== WHAT TO PRODUCE ==
Reproduce, word for word, the stretch of lines from the first line through the line containing "column 328, row 30", both ends included.

== AVAILABLE RECORDS ==
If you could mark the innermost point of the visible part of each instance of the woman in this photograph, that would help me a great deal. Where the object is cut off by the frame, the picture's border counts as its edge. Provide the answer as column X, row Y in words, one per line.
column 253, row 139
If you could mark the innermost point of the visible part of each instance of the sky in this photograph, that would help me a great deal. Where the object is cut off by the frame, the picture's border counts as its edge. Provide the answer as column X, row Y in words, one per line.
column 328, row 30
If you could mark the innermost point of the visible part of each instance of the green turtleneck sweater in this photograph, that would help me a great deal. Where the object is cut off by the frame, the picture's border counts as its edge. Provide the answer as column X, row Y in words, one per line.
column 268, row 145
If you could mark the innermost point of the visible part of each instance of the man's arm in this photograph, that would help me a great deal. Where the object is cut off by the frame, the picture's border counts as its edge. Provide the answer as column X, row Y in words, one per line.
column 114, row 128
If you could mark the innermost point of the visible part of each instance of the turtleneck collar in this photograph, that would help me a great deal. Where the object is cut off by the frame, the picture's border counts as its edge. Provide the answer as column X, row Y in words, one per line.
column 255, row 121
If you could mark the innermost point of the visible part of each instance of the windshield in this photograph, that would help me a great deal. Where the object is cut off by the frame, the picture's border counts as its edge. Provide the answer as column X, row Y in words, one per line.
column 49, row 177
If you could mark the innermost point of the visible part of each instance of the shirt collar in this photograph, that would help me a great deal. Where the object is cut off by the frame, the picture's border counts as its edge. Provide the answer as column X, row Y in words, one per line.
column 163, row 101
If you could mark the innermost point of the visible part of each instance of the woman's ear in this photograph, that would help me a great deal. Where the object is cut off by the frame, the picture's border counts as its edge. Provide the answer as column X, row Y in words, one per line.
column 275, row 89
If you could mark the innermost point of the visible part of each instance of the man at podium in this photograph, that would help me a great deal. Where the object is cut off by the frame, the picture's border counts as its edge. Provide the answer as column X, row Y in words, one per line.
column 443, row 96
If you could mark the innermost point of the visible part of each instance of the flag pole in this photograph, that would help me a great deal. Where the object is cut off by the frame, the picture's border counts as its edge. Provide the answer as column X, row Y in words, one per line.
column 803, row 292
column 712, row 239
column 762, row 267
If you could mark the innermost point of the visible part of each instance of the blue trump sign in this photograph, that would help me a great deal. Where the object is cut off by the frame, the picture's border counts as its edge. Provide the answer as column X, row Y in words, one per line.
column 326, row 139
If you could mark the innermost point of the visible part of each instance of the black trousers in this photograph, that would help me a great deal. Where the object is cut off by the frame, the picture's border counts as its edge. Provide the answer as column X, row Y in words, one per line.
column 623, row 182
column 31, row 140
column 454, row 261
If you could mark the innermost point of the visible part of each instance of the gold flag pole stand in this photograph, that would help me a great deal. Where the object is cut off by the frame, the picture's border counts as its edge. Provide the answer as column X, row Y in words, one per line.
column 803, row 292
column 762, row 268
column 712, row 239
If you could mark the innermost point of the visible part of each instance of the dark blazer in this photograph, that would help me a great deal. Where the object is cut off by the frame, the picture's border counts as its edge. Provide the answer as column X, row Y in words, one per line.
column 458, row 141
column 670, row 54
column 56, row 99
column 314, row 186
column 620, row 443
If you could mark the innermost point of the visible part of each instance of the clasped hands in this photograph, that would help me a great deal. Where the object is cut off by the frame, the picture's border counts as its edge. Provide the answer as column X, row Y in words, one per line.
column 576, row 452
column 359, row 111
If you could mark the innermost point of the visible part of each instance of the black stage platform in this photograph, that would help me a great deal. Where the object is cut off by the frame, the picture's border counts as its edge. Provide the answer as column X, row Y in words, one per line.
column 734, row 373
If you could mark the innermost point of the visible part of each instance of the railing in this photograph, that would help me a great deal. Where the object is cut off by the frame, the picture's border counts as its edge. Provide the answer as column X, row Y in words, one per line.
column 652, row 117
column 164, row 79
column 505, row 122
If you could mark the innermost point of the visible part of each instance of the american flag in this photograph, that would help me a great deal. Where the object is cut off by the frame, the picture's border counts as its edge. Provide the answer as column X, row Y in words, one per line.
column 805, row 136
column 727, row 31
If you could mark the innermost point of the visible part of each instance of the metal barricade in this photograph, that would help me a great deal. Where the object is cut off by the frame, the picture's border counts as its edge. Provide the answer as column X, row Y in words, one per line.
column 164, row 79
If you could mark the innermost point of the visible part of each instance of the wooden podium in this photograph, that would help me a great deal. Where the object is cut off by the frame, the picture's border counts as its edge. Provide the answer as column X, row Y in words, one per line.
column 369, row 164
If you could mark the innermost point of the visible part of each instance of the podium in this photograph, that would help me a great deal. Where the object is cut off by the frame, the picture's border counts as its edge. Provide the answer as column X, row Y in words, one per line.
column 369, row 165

== SOLUTION FOR THIS EXERCISE ==
If you could mark the innermost point of the visible part of each instance of the woman in this photograph, that would help me a great deal. Where the object is cut off by the frame, the picture's border counts as its edge. Provide the answer as column X, row Y in words, one per line.
column 253, row 139
If you could mark the innermost point of the visible part of each instance of the sky in this photograph, that would help me a great deal. Where the object is cut off by the frame, the picture's border counts as its edge. Provide the answer as column X, row Y in words, one per line.
column 328, row 30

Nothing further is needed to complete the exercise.